Entries
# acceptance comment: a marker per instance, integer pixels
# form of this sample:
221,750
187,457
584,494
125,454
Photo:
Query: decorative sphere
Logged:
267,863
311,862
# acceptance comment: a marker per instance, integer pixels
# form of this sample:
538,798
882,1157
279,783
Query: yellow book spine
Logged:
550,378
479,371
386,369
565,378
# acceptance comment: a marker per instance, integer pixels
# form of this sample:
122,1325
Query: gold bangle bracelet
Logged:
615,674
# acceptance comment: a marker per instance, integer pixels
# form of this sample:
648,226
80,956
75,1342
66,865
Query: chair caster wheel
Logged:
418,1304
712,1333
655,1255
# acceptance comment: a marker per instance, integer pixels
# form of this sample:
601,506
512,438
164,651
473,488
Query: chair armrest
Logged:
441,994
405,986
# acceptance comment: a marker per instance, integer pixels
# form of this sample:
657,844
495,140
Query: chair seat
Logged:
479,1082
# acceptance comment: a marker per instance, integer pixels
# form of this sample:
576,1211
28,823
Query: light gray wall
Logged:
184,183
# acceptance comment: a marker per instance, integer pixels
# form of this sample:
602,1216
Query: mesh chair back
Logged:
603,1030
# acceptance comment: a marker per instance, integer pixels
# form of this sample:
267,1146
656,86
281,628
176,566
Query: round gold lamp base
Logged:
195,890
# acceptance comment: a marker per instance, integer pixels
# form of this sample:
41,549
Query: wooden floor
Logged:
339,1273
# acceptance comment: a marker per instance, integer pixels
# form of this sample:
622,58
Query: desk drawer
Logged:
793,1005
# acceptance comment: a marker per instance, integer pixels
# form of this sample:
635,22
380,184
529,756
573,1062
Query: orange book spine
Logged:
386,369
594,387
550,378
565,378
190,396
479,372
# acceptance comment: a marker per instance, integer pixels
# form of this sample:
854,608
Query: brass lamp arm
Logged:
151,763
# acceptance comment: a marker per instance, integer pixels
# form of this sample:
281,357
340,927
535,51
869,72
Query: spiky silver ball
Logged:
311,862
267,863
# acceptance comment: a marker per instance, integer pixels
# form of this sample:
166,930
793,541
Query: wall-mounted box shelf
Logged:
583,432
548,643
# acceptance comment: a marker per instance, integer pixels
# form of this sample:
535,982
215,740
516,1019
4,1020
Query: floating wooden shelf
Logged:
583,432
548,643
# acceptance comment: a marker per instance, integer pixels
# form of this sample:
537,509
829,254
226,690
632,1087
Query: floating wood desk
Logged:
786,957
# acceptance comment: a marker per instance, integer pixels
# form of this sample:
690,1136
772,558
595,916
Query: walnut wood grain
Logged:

Problem details
Extract all the entries word for word.

Solution for this task
# acceptance comment: a marker per instance, integer pixels
# form of this sample:
221,750
187,457
584,494
125,454
Photo:
Query: decorative sphere
Logged:
267,863
311,862
# acceptance comment: a marker per instance, integer pixels
# form of this sample:
538,798
882,1157
279,783
Query: yellow book spine
Logged:
550,378
479,371
386,369
565,378
# acceptance comment: a marker per instance, integer pixels
# form of this sample:
122,1325
Query: gold bangle bracelet
Logged:
615,674
# acceptance comment: a marker per instance, integer pixels
# form of this sample:
648,226
80,956
75,1342
66,865
Query: chair caster wheel
Logged:
418,1304
712,1333
655,1255
# acceptance comment: a marker per instance, integer pixels
# form of this sample:
601,506
512,438
164,651
473,488
Query: chair armrest
Logged:
441,994
405,986
# acceptance comment: a marker per instance, integer pixels
# form of this sample:
657,844
495,140
Query: chair seat
Logged:
479,1082
# acceptance comment: a marker per instance, integer pixels
# form of this sample:
576,1211
28,823
Query: light gray wall
Logged:
184,183
# acceptance comment: a marker per instance, integer pixels
# form of this sample:
602,1216
Query: mesh chair back
Logged:
603,1030
# acceptance comment: a marker per instance, integer pixels
# form of this sample:
267,1146
656,86
281,628
176,566
Query: round gold lamp base
Logged:
195,890
# acceptance comment: a marker per instance, integer pixels
# form of this sample:
41,549
Query: wooden floor
Logged:
339,1273
# acceptance comment: a marker per instance, integer pixels
# form of this sample:
622,58
Query: desk drawer
Logged:
793,1005
# acceptance comment: a marker per instance, integer pixels
# form of this sample:
635,22
380,184
529,756
573,1062
Query: orange book spine
Logged:
386,369
594,387
550,378
565,378
190,396
479,372
# acceptance comment: a marker per instance, integer pixels
# form of this sample:
854,608
Query: brass lamp arm
Logged:
151,763
# acceptance comment: a marker per instance, integer pixels
# form of this sample:
281,357
340,927
535,51
869,72
Query: spiky silver ball
Logged:
311,862
267,863
# acceptance comment: a marker per instance, integer pixels
# form of this sample:
166,930
793,541
Query: wall-mounted box shelf
Logged:
583,432
548,643
# acceptance comment: a marker per instance, integer pixels
# form of this sample:
535,982
215,740
516,1019
4,1020
Query: floating wooden shelf
Logged:
583,432
548,643
# acceptance comment: a marker per instance, integer pixels
# form of this sample:
537,509
829,254
226,690
632,1087
Query: floating wood desk
Logged:
786,957
# acceptance comment: a marker per instance, integer pixels
# form of this sample:
690,1136
772,558
595,916
Query: walnut wood grain
Logged:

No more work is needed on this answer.